[start Passage]

Advanced Guide

Create plugins

Mistune has many built-in plugins, you can take a look at the source code in mistune/plugins to find out how to write a plugin. In this documentation, I’ll guide you with an example, let’s take a look at the math plugin (located at mistune/plugins/math.py):

def math(md):
    md.block.register('block_math', BLOCK_MATH_PATTERN, parse_block_math, before='list')
    md.inline.register('inline_math', INLINE_MATH_PATTERN, parse_inline_math, before='link')
    if md.renderer and md.renderer.NAME == 'html':
        md.renderer.register('block_math', render_block_math)
        md.renderer.register('inline_math', render_inline_math)

The parameter md is the instance of Markdown. In our example, we have registered a block level math plugin and an inline level math plugin.

[end Passage]

• **Stated task**: Please reproduce the Mistune plugin guide word for word, starting at the words "Advanced Guide" and stopping after "BLOCK_MATH_PATTERN, parse_block_math, before='list')".

[start Available data]

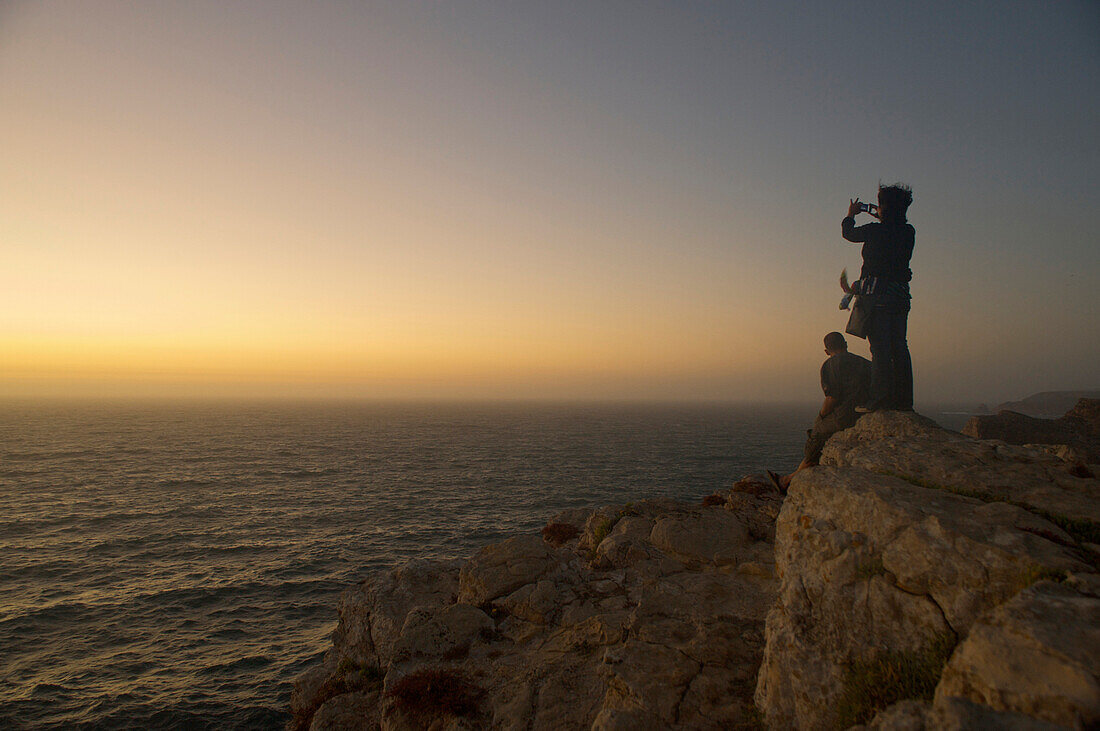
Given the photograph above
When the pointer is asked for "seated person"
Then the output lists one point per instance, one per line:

[end Available data]

• **Complete output**:
Advanced Guide

Create plugins

Mistune has many built-in plugins, you can take a look at the source code in mistune/plugins to find out how to write a plugin. In this documentation, I’ll guide you with an example, let’s take a look at the math plugin (located at mistune/plugins/math.py):

def math(md):
    md.block.register('block_math', BLOCK_MATH_PATTERN, parse_block_math, before='list')